MATERIAL FOR THIS TASK ▸

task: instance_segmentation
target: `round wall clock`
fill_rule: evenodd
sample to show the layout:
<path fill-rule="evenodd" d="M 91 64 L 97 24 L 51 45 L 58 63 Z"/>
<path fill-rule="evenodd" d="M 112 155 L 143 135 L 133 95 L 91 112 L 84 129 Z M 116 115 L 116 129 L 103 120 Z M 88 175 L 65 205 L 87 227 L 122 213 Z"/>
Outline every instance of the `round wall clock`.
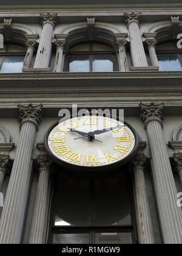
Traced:
<path fill-rule="evenodd" d="M 84 116 L 54 124 L 44 137 L 50 157 L 66 169 L 91 176 L 114 171 L 133 157 L 138 135 L 129 124 L 115 118 Z"/>

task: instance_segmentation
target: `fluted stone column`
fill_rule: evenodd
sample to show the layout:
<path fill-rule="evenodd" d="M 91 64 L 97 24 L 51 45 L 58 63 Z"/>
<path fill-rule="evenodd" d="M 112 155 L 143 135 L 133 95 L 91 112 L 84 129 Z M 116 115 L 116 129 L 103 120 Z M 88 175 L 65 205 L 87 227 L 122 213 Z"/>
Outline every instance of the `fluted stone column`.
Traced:
<path fill-rule="evenodd" d="M 22 68 L 30 68 L 36 43 L 36 40 L 27 40 L 26 41 L 27 52 Z"/>
<path fill-rule="evenodd" d="M 174 154 L 174 158 L 177 164 L 177 169 L 182 185 L 182 154 Z"/>
<path fill-rule="evenodd" d="M 144 178 L 146 157 L 138 154 L 133 162 L 140 244 L 154 244 L 154 236 Z"/>
<path fill-rule="evenodd" d="M 163 104 L 140 104 L 152 158 L 156 201 L 165 244 L 182 243 L 182 212 L 177 204 L 177 188 L 162 129 Z"/>
<path fill-rule="evenodd" d="M 130 49 L 134 66 L 148 66 L 141 35 L 140 30 L 141 12 L 124 13 L 130 37 Z"/>
<path fill-rule="evenodd" d="M 143 35 L 146 37 L 146 43 L 148 47 L 149 53 L 151 60 L 152 65 L 158 67 L 158 61 L 155 52 L 155 46 L 157 41 L 155 39 L 157 33 L 144 33 Z"/>
<path fill-rule="evenodd" d="M 41 22 L 42 30 L 41 35 L 35 63 L 35 68 L 46 68 L 49 67 L 52 40 L 54 27 L 56 23 L 57 13 L 41 13 Z"/>
<path fill-rule="evenodd" d="M 39 156 L 39 177 L 33 211 L 29 244 L 44 244 L 46 207 L 51 160 L 47 156 Z"/>
<path fill-rule="evenodd" d="M 119 69 L 121 72 L 126 72 L 128 71 L 127 57 L 126 53 L 126 46 L 127 40 L 126 39 L 127 34 L 126 33 L 115 34 L 115 41 L 116 47 L 118 49 L 118 64 Z"/>
<path fill-rule="evenodd" d="M 7 172 L 7 168 L 10 160 L 9 156 L 0 155 L 0 191 Z"/>
<path fill-rule="evenodd" d="M 56 54 L 55 57 L 53 72 L 61 72 L 64 47 L 66 43 L 66 38 L 67 35 L 55 35 L 55 37 L 56 37 L 55 44 L 56 46 Z"/>
<path fill-rule="evenodd" d="M 0 221 L 0 243 L 21 242 L 25 217 L 32 153 L 42 105 L 19 105 L 21 131 Z"/>

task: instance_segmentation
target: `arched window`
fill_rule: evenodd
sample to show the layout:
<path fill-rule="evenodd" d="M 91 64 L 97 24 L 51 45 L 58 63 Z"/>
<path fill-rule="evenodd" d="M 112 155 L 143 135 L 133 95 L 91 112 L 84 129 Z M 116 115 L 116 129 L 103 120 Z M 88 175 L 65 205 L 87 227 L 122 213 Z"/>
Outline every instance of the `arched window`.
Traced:
<path fill-rule="evenodd" d="M 156 52 L 161 71 L 182 71 L 182 51 L 178 49 L 177 41 L 159 44 Z"/>
<path fill-rule="evenodd" d="M 67 56 L 69 72 L 112 72 L 116 70 L 115 56 L 107 44 L 86 43 L 73 46 Z"/>
<path fill-rule="evenodd" d="M 22 46 L 7 43 L 0 49 L 0 73 L 21 72 L 26 49 Z"/>

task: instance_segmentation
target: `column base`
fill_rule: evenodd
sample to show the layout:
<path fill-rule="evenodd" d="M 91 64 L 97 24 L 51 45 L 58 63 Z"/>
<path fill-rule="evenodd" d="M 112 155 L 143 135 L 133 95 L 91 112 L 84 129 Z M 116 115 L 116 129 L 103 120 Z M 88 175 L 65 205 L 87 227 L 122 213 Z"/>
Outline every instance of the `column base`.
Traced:
<path fill-rule="evenodd" d="M 50 72 L 50 68 L 26 68 L 22 69 L 22 73 L 44 73 Z"/>
<path fill-rule="evenodd" d="M 159 71 L 159 66 L 131 66 L 131 71 L 140 72 L 140 71 Z"/>

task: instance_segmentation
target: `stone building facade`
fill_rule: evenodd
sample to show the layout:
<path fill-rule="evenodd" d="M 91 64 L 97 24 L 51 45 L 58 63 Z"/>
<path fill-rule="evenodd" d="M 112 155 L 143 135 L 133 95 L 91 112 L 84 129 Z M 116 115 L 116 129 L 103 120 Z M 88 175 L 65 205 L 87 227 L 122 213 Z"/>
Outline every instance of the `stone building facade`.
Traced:
<path fill-rule="evenodd" d="M 182 4 L 37 2 L 0 9 L 0 243 L 182 243 Z M 72 104 L 124 109 L 140 146 L 116 178 L 47 156 Z"/>

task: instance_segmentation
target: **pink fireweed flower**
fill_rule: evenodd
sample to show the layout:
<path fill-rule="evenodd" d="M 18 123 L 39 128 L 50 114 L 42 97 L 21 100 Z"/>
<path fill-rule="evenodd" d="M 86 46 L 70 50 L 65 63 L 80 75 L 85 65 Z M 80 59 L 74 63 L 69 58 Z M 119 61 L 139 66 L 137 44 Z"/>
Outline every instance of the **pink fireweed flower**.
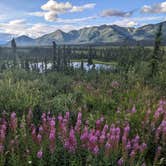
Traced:
<path fill-rule="evenodd" d="M 41 144 L 42 142 L 42 136 L 40 134 L 37 135 L 37 143 Z"/>
<path fill-rule="evenodd" d="M 106 133 L 108 131 L 108 128 L 109 128 L 108 125 L 105 124 L 104 127 L 103 127 L 103 130 L 102 130 L 102 133 L 103 132 Z"/>
<path fill-rule="evenodd" d="M 99 147 L 97 145 L 93 148 L 92 153 L 94 155 L 97 155 L 99 153 Z"/>
<path fill-rule="evenodd" d="M 50 131 L 50 135 L 49 135 L 49 148 L 50 148 L 50 152 L 54 153 L 55 151 L 55 129 L 52 129 Z"/>
<path fill-rule="evenodd" d="M 77 116 L 77 120 L 81 120 L 81 119 L 82 119 L 82 113 L 79 112 L 79 113 L 78 113 L 78 116 Z"/>
<path fill-rule="evenodd" d="M 80 133 L 81 130 L 81 125 L 82 125 L 82 121 L 80 119 L 77 120 L 76 126 L 75 126 L 75 131 L 77 133 Z"/>
<path fill-rule="evenodd" d="M 51 118 L 50 119 L 50 128 L 54 128 L 55 127 L 55 119 L 54 118 Z"/>
<path fill-rule="evenodd" d="M 0 144 L 0 154 L 3 153 L 3 151 L 4 151 L 4 146 Z"/>
<path fill-rule="evenodd" d="M 77 148 L 77 140 L 75 137 L 75 131 L 73 129 L 70 129 L 69 138 L 65 140 L 64 146 L 69 152 L 75 152 Z"/>
<path fill-rule="evenodd" d="M 36 141 L 37 138 L 36 138 L 36 128 L 35 128 L 35 127 L 32 128 L 31 135 L 32 135 L 32 139 L 33 139 L 33 141 Z"/>
<path fill-rule="evenodd" d="M 160 154 L 161 154 L 161 146 L 157 147 L 157 150 L 156 150 L 156 154 L 155 154 L 155 157 L 154 157 L 154 163 L 156 163 L 156 161 L 158 160 Z"/>
<path fill-rule="evenodd" d="M 140 151 L 141 151 L 142 153 L 144 153 L 144 151 L 146 150 L 146 148 L 147 148 L 147 144 L 146 144 L 146 143 L 142 143 L 142 144 L 140 145 Z"/>
<path fill-rule="evenodd" d="M 96 129 L 100 129 L 100 128 L 101 128 L 101 120 L 98 119 L 98 120 L 96 121 Z"/>
<path fill-rule="evenodd" d="M 66 112 L 66 114 L 65 114 L 65 117 L 64 117 L 65 119 L 67 119 L 67 121 L 69 120 L 69 118 L 70 118 L 70 112 Z"/>
<path fill-rule="evenodd" d="M 105 155 L 106 156 L 109 156 L 111 149 L 112 149 L 112 145 L 107 141 L 105 144 Z"/>
<path fill-rule="evenodd" d="M 127 126 L 124 127 L 124 133 L 123 133 L 123 134 L 124 134 L 126 137 L 128 137 L 129 132 L 130 132 L 130 126 L 129 126 L 129 124 L 127 124 Z"/>
<path fill-rule="evenodd" d="M 117 162 L 118 166 L 123 166 L 124 164 L 124 161 L 123 161 L 123 158 L 120 158 Z"/>
<path fill-rule="evenodd" d="M 101 135 L 100 138 L 99 138 L 99 143 L 100 143 L 101 145 L 103 145 L 104 142 L 105 142 L 105 139 L 106 139 L 106 136 L 105 136 L 105 135 Z"/>
<path fill-rule="evenodd" d="M 83 143 L 86 143 L 88 141 L 88 135 L 89 135 L 88 127 L 85 126 L 83 129 L 83 132 L 81 134 L 81 137 L 80 137 L 80 139 Z"/>
<path fill-rule="evenodd" d="M 32 110 L 29 109 L 28 114 L 27 114 L 27 124 L 28 124 L 28 125 L 31 124 L 32 118 L 33 118 L 33 113 L 32 113 Z"/>
<path fill-rule="evenodd" d="M 16 131 L 17 128 L 17 117 L 16 117 L 16 113 L 12 112 L 11 116 L 10 116 L 10 127 L 12 129 L 12 131 Z"/>
<path fill-rule="evenodd" d="M 114 80 L 114 81 L 111 82 L 111 86 L 112 86 L 113 88 L 118 88 L 118 87 L 119 87 L 119 83 Z"/>
<path fill-rule="evenodd" d="M 136 155 L 136 152 L 134 150 L 132 150 L 130 153 L 131 160 L 134 160 L 135 155 Z"/>
<path fill-rule="evenodd" d="M 42 150 L 39 150 L 38 152 L 37 152 L 37 158 L 38 159 L 41 159 L 43 157 L 43 151 Z"/>
<path fill-rule="evenodd" d="M 129 151 L 131 149 L 131 143 L 130 141 L 127 142 L 126 148 L 127 151 Z"/>
<path fill-rule="evenodd" d="M 134 114 L 136 112 L 137 112 L 137 110 L 136 110 L 135 105 L 134 105 L 133 108 L 132 108 L 132 110 L 131 110 L 131 113 Z"/>
<path fill-rule="evenodd" d="M 39 127 L 39 133 L 40 133 L 40 134 L 43 134 L 43 131 L 44 131 L 43 126 L 40 126 L 40 127 Z"/>

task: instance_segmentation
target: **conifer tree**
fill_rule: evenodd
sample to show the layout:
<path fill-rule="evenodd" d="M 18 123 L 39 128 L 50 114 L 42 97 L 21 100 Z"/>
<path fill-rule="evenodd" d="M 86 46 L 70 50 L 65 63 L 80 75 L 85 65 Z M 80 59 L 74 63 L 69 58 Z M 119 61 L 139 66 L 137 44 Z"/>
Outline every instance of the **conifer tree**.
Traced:
<path fill-rule="evenodd" d="M 156 34 L 154 51 L 151 59 L 151 76 L 154 77 L 158 73 L 158 64 L 161 62 L 161 37 L 162 37 L 162 23 L 159 25 L 159 29 Z"/>
<path fill-rule="evenodd" d="M 17 47 L 17 45 L 16 45 L 16 41 L 15 41 L 14 38 L 11 41 L 11 47 L 12 47 L 12 53 L 13 53 L 13 57 L 14 57 L 13 63 L 14 63 L 14 67 L 16 67 L 16 65 L 17 65 L 17 57 L 16 57 L 16 47 Z"/>

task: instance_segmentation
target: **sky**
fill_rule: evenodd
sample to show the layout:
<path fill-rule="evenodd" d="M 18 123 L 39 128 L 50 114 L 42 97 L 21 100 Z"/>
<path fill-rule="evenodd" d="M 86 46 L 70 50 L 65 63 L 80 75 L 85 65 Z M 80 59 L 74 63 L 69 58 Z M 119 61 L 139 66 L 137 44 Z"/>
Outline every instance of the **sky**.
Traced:
<path fill-rule="evenodd" d="M 0 0 L 0 33 L 36 38 L 60 29 L 166 20 L 165 0 Z"/>

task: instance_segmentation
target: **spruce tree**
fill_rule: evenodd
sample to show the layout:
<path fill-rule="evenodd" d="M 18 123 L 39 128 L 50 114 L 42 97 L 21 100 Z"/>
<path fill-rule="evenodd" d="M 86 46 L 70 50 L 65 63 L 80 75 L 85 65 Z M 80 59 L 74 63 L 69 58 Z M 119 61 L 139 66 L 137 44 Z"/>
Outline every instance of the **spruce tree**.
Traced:
<path fill-rule="evenodd" d="M 55 71 L 56 69 L 56 48 L 57 48 L 57 45 L 56 43 L 53 41 L 53 70 Z"/>
<path fill-rule="evenodd" d="M 161 62 L 161 37 L 162 37 L 162 23 L 159 24 L 159 29 L 156 34 L 154 51 L 151 59 L 151 76 L 154 77 L 158 73 L 158 64 Z"/>
<path fill-rule="evenodd" d="M 16 47 L 17 47 L 17 45 L 16 45 L 16 41 L 15 41 L 14 38 L 11 41 L 11 47 L 12 47 L 12 53 L 13 53 L 13 57 L 14 57 L 13 63 L 14 63 L 14 67 L 16 67 L 16 65 L 17 65 L 17 57 L 16 57 Z"/>

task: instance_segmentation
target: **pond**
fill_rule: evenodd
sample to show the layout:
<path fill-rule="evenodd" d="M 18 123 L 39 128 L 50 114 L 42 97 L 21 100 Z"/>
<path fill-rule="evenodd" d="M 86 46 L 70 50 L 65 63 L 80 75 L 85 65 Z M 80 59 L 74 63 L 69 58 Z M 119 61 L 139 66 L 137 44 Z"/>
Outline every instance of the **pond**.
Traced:
<path fill-rule="evenodd" d="M 81 68 L 81 62 L 70 62 L 70 66 L 73 67 L 74 69 L 79 69 L 79 68 Z M 42 73 L 44 71 L 45 66 L 42 62 L 33 63 L 30 65 L 30 69 L 33 70 L 34 68 L 38 68 L 39 71 Z M 52 68 L 52 63 L 48 63 L 47 69 L 51 69 L 51 68 Z M 83 62 L 83 68 L 86 71 L 90 71 L 92 69 L 95 69 L 95 70 L 114 70 L 115 65 L 99 64 L 99 63 L 95 63 L 93 65 L 88 65 L 87 62 Z"/>

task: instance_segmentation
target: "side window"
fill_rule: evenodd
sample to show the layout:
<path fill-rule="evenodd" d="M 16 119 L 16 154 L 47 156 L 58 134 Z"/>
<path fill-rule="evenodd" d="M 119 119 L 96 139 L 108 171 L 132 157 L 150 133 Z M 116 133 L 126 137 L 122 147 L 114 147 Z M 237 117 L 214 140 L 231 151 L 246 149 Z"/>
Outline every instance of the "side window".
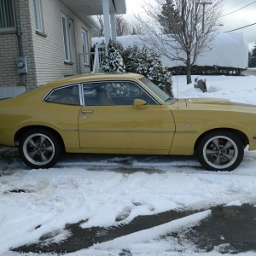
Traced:
<path fill-rule="evenodd" d="M 83 43 L 83 53 L 84 61 L 85 65 L 89 65 L 89 55 L 88 55 L 88 36 L 87 31 L 82 28 L 82 43 Z"/>
<path fill-rule="evenodd" d="M 80 105 L 79 84 L 56 88 L 44 101 L 51 103 Z"/>
<path fill-rule="evenodd" d="M 133 105 L 135 99 L 157 104 L 140 86 L 126 81 L 84 84 L 84 96 L 85 106 Z"/>

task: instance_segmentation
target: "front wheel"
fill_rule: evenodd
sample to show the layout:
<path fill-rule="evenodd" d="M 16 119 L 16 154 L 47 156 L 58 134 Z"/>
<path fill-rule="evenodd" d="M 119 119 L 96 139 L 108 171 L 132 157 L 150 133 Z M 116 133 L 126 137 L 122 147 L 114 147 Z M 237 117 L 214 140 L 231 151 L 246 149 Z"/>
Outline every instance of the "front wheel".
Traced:
<path fill-rule="evenodd" d="M 197 147 L 200 163 L 209 171 L 232 171 L 244 154 L 241 140 L 229 131 L 215 131 L 206 135 Z"/>
<path fill-rule="evenodd" d="M 19 153 L 28 166 L 34 169 L 49 168 L 60 159 L 61 148 L 58 139 L 51 132 L 34 129 L 22 136 Z"/>

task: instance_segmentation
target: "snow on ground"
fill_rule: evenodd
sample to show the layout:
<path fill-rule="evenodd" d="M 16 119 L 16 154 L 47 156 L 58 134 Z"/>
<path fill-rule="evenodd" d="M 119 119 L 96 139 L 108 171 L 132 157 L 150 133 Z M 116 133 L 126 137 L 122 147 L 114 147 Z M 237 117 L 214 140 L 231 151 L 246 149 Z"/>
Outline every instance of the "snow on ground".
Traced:
<path fill-rule="evenodd" d="M 175 96 L 177 96 L 178 82 L 179 97 L 224 97 L 234 102 L 255 103 L 256 77 L 205 78 L 208 89 L 211 86 L 217 89 L 214 92 L 202 93 L 195 89 L 193 84 L 187 85 L 184 76 L 173 77 Z M 195 79 L 194 76 L 193 81 Z M 130 162 L 130 171 L 116 169 L 119 165 L 122 166 L 124 161 Z M 125 212 L 128 214 L 123 222 L 128 223 L 138 215 L 171 209 L 255 203 L 255 163 L 256 153 L 247 149 L 241 166 L 231 172 L 204 171 L 194 159 L 177 159 L 170 163 L 166 158 L 162 160 L 153 156 L 142 161 L 131 156 L 90 161 L 90 166 L 95 166 L 93 171 L 76 156 L 65 158 L 58 167 L 48 170 L 30 170 L 18 162 L 12 165 L 20 166 L 19 170 L 4 172 L 6 162 L 0 160 L 0 171 L 3 170 L 0 255 L 20 255 L 10 252 L 9 248 L 34 242 L 44 234 L 54 230 L 60 234 L 56 239 L 61 240 L 68 236 L 63 230 L 65 224 L 80 220 L 88 219 L 82 224 L 83 228 L 108 227 L 117 224 L 116 217 Z M 23 189 L 26 193 L 11 193 L 14 189 Z M 195 224 L 208 214 L 209 211 L 204 211 L 68 255 L 119 255 L 125 249 L 132 255 L 181 255 L 174 239 L 160 236 L 170 230 Z M 189 244 L 182 253 L 182 255 L 193 254 L 193 245 Z M 201 255 L 219 255 L 219 253 Z"/>

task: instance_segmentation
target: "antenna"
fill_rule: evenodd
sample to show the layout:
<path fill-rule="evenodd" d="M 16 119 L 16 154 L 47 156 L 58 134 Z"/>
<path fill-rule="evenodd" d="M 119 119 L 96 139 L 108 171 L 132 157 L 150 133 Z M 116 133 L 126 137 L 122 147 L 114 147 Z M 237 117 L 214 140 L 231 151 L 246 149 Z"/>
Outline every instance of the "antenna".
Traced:
<path fill-rule="evenodd" d="M 177 80 L 177 60 L 176 60 L 176 82 L 177 82 L 177 109 L 179 109 L 178 106 L 178 80 Z"/>

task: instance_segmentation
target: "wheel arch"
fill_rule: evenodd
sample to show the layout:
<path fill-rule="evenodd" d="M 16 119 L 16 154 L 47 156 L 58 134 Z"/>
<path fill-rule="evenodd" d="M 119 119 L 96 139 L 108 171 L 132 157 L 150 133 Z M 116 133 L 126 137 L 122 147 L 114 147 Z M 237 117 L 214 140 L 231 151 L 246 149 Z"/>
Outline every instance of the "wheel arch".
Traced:
<path fill-rule="evenodd" d="M 209 130 L 205 131 L 204 133 L 202 133 L 196 140 L 195 143 L 195 148 L 194 150 L 196 151 L 197 146 L 199 144 L 199 143 L 201 142 L 201 140 L 207 135 L 214 131 L 229 131 L 234 135 L 236 135 L 241 142 L 241 143 L 243 144 L 244 148 L 249 143 L 249 140 L 247 137 L 247 135 L 245 133 L 243 133 L 242 131 L 236 130 L 236 129 L 232 129 L 232 128 L 216 128 L 216 129 L 212 129 L 212 130 Z"/>
<path fill-rule="evenodd" d="M 25 126 L 20 128 L 19 131 L 17 131 L 17 132 L 15 135 L 15 143 L 16 146 L 19 145 L 19 143 L 21 139 L 22 135 L 30 131 L 30 130 L 33 130 L 33 129 L 42 129 L 47 131 L 49 131 L 51 133 L 53 133 L 56 138 L 58 139 L 59 143 L 61 143 L 61 147 L 63 149 L 65 149 L 65 143 L 64 141 L 61 137 L 61 136 L 60 135 L 60 133 L 58 131 L 56 131 L 55 129 L 48 127 L 48 126 L 44 126 L 44 125 L 29 125 L 29 126 Z"/>

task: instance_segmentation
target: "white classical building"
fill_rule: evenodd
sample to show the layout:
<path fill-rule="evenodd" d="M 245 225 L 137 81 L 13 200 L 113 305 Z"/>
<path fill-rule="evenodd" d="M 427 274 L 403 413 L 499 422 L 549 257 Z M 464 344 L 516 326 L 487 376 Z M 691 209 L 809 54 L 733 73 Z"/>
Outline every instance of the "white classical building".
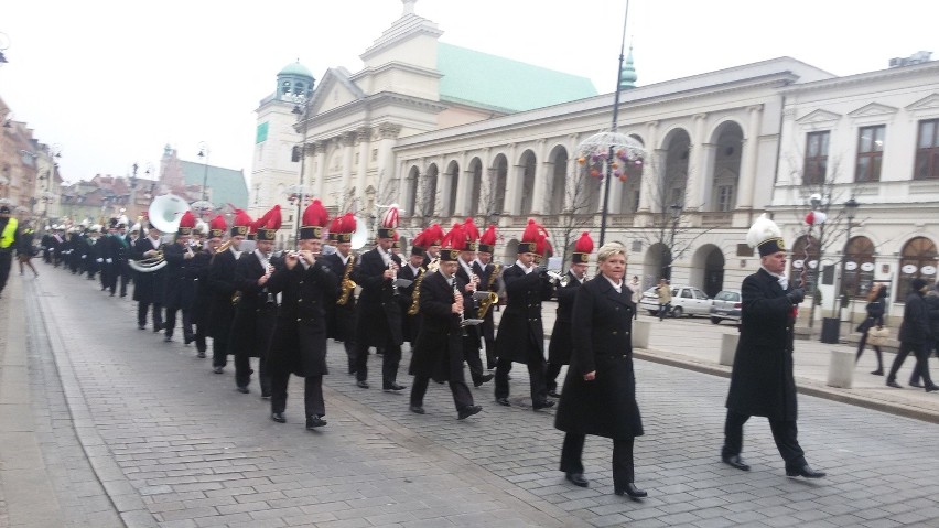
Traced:
<path fill-rule="evenodd" d="M 903 121 L 907 130 L 891 130 L 889 144 L 909 142 L 909 149 L 884 160 L 884 170 L 897 164 L 896 174 L 856 194 L 863 205 L 854 233 L 871 233 L 865 236 L 875 245 L 893 240 L 898 249 L 891 251 L 899 255 L 905 244 L 899 234 L 874 235 L 879 228 L 867 219 L 874 211 L 883 209 L 885 228 L 914 233 L 916 222 L 891 211 L 917 196 L 922 208 L 910 218 L 920 218 L 925 228 L 936 217 L 935 175 L 921 184 L 909 181 L 918 120 L 928 120 L 935 110 L 927 107 L 939 97 L 931 64 L 908 67 L 918 75 L 899 68 L 841 78 L 780 57 L 633 87 L 630 54 L 618 131 L 641 143 L 646 155 L 640 164 L 618 168 L 620 181 L 593 177 L 590 160 L 580 162 L 581 143 L 611 128 L 614 94 L 595 95 L 581 77 L 440 42 L 442 32 L 413 12 L 413 0 L 403 3 L 401 18 L 361 55 L 364 68 L 328 69 L 302 100 L 299 120 L 293 87 L 299 80 L 306 89 L 313 77 L 298 76 L 299 68 L 281 72 L 279 91 L 258 109 L 255 214 L 278 202 L 290 206 L 284 190 L 299 183 L 302 168 L 304 192 L 333 212 L 356 211 L 375 222 L 378 205 L 398 203 L 406 238 L 433 222 L 446 227 L 473 216 L 481 225 L 496 223 L 497 259 L 508 262 L 528 218 L 547 226 L 558 255 L 568 252 L 581 230 L 597 239 L 608 182 L 605 238 L 629 249 L 628 273 L 646 285 L 670 276 L 713 295 L 738 287 L 757 268 L 744 244 L 756 216 L 774 215 L 790 244 L 805 234 L 797 214 L 807 187 L 780 160 L 800 159 L 809 128 L 823 130 L 818 120 L 828 116 L 839 127 L 831 129 L 829 144 L 838 137 L 838 149 L 848 152 L 857 127 L 877 122 L 872 118 L 878 109 L 892 108 L 891 128 Z M 922 86 L 904 89 L 920 83 L 914 78 Z M 284 91 L 285 80 L 293 91 Z M 882 91 L 889 95 L 881 98 Z M 823 194 L 834 203 L 831 192 Z M 884 196 L 897 197 L 882 202 Z M 856 225 L 862 218 L 864 229 Z M 935 224 L 930 229 L 935 243 Z M 894 269 L 898 257 L 891 258 Z"/>

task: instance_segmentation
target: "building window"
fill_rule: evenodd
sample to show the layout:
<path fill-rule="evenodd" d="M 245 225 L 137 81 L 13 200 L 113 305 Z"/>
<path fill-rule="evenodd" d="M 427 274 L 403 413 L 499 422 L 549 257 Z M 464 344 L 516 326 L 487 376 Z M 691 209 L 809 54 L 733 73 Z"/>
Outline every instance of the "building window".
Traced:
<path fill-rule="evenodd" d="M 936 281 L 936 244 L 926 237 L 916 237 L 906 243 L 900 256 L 900 272 L 897 281 L 896 301 L 905 302 L 913 279 L 921 278 L 930 284 Z"/>
<path fill-rule="evenodd" d="M 809 132 L 806 141 L 806 166 L 802 185 L 822 185 L 828 170 L 828 140 L 830 132 Z"/>
<path fill-rule="evenodd" d="M 789 284 L 795 288 L 802 280 L 802 271 L 806 271 L 806 291 L 812 291 L 812 282 L 819 273 L 819 240 L 816 237 L 807 238 L 805 235 L 792 245 L 792 266 L 789 268 Z"/>
<path fill-rule="evenodd" d="M 844 251 L 844 293 L 860 299 L 867 295 L 874 283 L 874 243 L 867 237 L 854 237 Z"/>
<path fill-rule="evenodd" d="M 914 180 L 939 179 L 939 119 L 919 121 Z"/>
<path fill-rule="evenodd" d="M 881 165 L 884 160 L 884 133 L 887 127 L 862 127 L 857 131 L 857 166 L 854 170 L 854 181 L 879 182 Z"/>

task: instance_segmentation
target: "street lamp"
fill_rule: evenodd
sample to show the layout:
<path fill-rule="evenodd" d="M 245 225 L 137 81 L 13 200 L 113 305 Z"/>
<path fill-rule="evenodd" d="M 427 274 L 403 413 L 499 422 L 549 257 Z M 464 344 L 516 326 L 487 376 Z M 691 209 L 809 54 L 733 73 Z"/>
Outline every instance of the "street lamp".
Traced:
<path fill-rule="evenodd" d="M 202 158 L 202 163 L 205 165 L 205 171 L 202 174 L 202 200 L 206 198 L 206 185 L 208 185 L 208 144 L 205 141 L 198 143 L 198 157 Z"/>

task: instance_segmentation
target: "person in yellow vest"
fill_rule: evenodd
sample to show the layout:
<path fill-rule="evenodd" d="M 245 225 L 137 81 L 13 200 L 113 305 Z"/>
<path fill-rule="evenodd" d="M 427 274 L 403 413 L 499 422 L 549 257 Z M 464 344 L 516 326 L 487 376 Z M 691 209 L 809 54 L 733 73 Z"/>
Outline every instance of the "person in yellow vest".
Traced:
<path fill-rule="evenodd" d="M 19 223 L 11 216 L 9 205 L 0 205 L 0 294 L 13 266 L 13 250 L 19 246 Z"/>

AIM ▸ Please pull out the material word for word, starting at its very first line and ending at the line that contains "84 116 L 54", with both of those lines included. Omit the pictures from your answer.

PROBLEM SOLUTION ▸
task: instance_segmentation
target: `round wall clock`
fill_rule: evenodd
sample to show the layout:
<path fill-rule="evenodd" d="M 91 64 L 97 24 L 51 45 L 58 63 Z"/>
<path fill-rule="evenodd" d="M 112 155 L 143 135 L 133 95 L 91 112 L 84 129 Z M 116 115 L 116 129 L 103 120 Z M 88 175 L 65 205 L 87 227 L 122 213 Z"/>
Outline every instance of the `round wall clock`.
Traced:
<path fill-rule="evenodd" d="M 84 116 L 54 124 L 44 137 L 50 157 L 66 169 L 91 176 L 114 171 L 133 157 L 138 135 L 129 124 L 115 118 Z"/>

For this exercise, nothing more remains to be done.